## TEXTO FORNECIDO:
········
O histórico de buscas na LAN house refletia sua mente caótica: também pesquisou, entre outros assuntos, sobre motos da marca Harley-Davidson, locais para se hospedar no município e vagas de emprego para servente de obras e atendente de telemarketing.

Adélio se instalou em uma pensão no centro, a 1 km da esquina onde deu a facada. Três semanas atrás, a reportagem da Folha foi atendida de maneira pouco receptiva no endereço da hospedagem.

Uma mulher se apresentou como nova dona da casa de dois andares e se limitou a dizer que a pensão não existe mais. Tudo o que quer é “apagar o carma” que a passagem do criminoso representou. Segundo vizinhos, o espaço deixou de funcionar como hotel há seis meses e será transformado em restaurante de comida japonesa.
 
Para ficar na pensão, Adélio pagou adiantado, como era exigido de todos os clientes, um valor de R$ 430 referente a um mês de permanência. Também apresentou um atestado de bons antecedentes.

Comentou que estava à procura de emprego, na área de construção civil. Algumas vezes foi visto com uma Bíblia debaixo do braço, dizendo que ia a um culto evangélico. Discreto, tramava calado a morte de Bolsonaro.

Ao vasculhar os quatro celulares apreendidos com Adélio (dois deles tão velhos que não tinham mais condição de uso) e imagens de circuitos de TV, a PF concluiu que ele mapeou os locais por onde o candidato passaria na visita à cidade da zona da mata mineira.

Ele fotografou previamente, por exemplo, as imediações do hotel em que Bolsonaro teria um encontro com empresários. No dia do evento, poucas horas antes da facada, Adélio chegou a ir à portaria do salão onde o político deu a palestra, o que mostra que ele já rondava seu alvo.
········
## DADOS DISPONÍVEIS:
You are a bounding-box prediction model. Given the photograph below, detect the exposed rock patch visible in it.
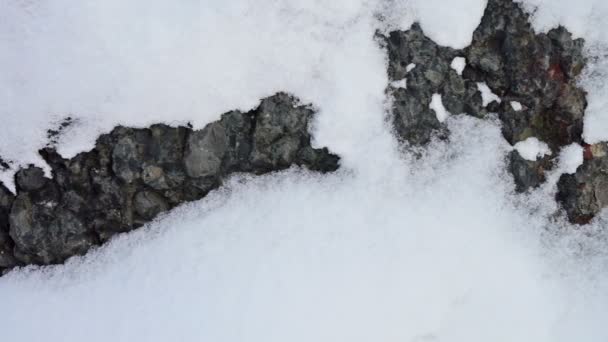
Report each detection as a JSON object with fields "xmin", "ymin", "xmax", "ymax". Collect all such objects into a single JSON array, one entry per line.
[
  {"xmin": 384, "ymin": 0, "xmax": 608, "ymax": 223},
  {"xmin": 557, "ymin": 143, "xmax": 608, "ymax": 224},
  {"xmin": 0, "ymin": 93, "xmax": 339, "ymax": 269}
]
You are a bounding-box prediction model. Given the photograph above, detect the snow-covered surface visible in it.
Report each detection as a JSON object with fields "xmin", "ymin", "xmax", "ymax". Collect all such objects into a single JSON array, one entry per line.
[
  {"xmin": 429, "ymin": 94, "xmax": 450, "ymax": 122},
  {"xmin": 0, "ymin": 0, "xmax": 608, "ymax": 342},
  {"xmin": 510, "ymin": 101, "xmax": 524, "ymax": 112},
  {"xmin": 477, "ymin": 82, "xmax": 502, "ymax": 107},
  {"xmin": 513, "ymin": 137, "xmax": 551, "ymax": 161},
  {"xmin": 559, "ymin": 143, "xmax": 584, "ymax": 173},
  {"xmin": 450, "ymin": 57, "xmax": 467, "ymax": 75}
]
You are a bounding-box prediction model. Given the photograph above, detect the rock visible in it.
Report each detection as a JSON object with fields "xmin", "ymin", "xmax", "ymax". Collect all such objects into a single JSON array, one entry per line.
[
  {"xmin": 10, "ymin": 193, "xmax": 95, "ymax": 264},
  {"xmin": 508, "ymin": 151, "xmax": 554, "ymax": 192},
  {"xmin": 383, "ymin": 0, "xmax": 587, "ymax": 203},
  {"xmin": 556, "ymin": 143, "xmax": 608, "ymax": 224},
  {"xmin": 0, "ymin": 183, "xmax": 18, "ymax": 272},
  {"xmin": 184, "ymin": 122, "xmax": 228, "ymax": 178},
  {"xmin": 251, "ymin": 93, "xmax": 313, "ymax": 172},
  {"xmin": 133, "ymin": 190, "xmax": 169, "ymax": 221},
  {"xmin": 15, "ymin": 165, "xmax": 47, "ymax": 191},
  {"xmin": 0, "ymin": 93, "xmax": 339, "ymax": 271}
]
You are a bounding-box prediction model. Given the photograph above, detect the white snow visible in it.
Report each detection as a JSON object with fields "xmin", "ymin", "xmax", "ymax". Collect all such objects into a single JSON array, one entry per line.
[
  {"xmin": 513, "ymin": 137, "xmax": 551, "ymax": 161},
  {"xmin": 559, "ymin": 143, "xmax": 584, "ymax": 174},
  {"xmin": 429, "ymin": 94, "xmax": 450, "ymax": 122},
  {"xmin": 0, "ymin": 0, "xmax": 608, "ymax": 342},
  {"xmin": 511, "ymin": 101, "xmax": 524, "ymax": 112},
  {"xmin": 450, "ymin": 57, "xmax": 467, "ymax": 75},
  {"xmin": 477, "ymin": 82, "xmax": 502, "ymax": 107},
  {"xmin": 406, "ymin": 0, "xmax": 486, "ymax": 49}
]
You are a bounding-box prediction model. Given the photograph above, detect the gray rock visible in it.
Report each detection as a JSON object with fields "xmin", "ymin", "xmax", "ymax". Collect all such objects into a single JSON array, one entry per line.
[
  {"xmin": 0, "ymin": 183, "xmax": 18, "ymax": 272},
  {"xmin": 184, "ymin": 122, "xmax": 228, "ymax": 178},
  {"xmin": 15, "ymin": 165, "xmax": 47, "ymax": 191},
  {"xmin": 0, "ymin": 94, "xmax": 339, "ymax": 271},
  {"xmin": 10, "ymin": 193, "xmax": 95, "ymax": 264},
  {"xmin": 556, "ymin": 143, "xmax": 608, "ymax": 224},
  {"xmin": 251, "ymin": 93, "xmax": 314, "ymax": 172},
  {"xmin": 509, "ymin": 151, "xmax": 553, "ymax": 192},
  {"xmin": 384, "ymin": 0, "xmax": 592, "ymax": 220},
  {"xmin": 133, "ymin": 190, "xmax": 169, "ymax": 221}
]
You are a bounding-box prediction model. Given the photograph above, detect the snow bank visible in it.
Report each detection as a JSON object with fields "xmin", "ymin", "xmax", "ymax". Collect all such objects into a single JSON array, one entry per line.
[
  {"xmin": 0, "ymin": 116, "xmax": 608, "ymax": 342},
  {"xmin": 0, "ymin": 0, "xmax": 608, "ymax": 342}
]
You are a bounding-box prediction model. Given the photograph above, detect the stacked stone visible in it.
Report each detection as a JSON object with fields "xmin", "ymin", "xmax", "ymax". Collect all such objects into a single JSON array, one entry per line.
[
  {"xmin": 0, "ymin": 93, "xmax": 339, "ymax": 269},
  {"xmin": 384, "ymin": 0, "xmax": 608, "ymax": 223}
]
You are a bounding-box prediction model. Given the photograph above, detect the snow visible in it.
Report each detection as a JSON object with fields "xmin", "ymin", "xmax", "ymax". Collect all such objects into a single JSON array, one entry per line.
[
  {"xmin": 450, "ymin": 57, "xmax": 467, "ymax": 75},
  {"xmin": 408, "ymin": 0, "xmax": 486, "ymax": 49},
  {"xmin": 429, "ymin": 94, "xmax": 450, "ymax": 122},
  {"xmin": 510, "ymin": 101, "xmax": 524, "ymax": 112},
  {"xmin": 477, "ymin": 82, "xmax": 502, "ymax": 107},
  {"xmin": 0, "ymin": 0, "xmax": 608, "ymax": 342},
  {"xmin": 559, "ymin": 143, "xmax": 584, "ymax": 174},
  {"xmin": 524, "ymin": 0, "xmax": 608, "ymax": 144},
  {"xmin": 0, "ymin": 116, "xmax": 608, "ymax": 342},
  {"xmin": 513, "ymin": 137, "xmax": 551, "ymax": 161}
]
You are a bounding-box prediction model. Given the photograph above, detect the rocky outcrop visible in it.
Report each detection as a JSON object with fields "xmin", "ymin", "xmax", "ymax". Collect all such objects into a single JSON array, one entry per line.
········
## O QUE SE PEDE:
Responda às perguntas abaixo com base no texto fornecido.
1. Quanto Adélio pagou adiantado para ficar na pensão, e a que período esse valor correspondia?
2. Segundo vizinhos, em que o espaço da antiga pensão será transformado?
3. Quantos celulares foram apreendidos com Adélio?

## RESPOSTA ESCRITA:
1. R$ 430, referentes a um mês de permanência.
2. Em um restaurante de comida japonesa.
3. Quatro celulares.